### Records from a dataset
=== Begin Enclosure ===

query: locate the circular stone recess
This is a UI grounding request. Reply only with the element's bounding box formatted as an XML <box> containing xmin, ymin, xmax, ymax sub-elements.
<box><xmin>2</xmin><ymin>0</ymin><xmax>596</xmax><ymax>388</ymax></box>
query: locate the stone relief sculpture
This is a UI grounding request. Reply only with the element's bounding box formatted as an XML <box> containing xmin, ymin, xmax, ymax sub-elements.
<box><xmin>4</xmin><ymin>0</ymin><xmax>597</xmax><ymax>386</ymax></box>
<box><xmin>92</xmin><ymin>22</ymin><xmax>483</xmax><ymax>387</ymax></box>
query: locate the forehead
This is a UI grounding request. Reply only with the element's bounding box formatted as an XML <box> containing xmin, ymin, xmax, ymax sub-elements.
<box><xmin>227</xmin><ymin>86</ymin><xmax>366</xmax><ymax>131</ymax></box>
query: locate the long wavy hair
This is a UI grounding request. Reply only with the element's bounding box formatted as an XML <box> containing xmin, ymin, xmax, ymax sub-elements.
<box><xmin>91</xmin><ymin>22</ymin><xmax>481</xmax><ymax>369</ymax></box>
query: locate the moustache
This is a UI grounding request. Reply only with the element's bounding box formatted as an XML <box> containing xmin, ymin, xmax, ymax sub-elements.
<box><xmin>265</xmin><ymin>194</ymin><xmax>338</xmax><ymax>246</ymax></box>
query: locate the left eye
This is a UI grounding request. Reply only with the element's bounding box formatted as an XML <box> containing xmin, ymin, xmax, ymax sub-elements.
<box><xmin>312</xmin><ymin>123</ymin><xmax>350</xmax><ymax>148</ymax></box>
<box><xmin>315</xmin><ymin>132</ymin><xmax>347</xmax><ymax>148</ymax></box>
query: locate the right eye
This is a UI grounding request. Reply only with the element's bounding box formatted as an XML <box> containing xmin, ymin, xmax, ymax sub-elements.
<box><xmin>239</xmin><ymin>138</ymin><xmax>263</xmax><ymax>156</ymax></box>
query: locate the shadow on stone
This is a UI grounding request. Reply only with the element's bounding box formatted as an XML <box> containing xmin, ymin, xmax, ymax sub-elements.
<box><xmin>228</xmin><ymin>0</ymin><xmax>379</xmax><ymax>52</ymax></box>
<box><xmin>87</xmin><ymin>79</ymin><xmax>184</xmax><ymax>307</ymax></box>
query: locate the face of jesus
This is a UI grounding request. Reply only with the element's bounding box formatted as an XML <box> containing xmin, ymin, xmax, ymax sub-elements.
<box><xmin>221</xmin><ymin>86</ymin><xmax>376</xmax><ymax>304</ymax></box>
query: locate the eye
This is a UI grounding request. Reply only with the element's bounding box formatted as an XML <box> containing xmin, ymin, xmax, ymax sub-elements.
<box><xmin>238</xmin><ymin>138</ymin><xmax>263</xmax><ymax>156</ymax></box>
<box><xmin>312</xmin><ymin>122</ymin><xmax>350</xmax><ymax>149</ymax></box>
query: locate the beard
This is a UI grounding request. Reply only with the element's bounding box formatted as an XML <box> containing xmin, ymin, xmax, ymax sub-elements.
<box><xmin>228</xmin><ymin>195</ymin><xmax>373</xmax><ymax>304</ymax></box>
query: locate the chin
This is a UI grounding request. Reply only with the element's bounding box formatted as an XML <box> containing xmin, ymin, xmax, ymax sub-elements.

=== End Enclosure ===

Above are the records; from them, give again exactly the lines from the one containing "query: locate the long wavy hair" through the one containing "query: locate the left eye", both included.

### Final answer
query: locate the long wavy hair
This is a UI grounding request. Reply only with the element's bounding box formatted as an XML <box> containing xmin, ymin, xmax, ymax sub-elements.
<box><xmin>91</xmin><ymin>22</ymin><xmax>481</xmax><ymax>369</ymax></box>
query: locate the moustache
This is a UI grounding request. Reply only with the element's bounding box formatted as an XML <box> containing xmin, ymin, xmax, ymax sub-elements.
<box><xmin>265</xmin><ymin>194</ymin><xmax>338</xmax><ymax>246</ymax></box>
query: locate the left eye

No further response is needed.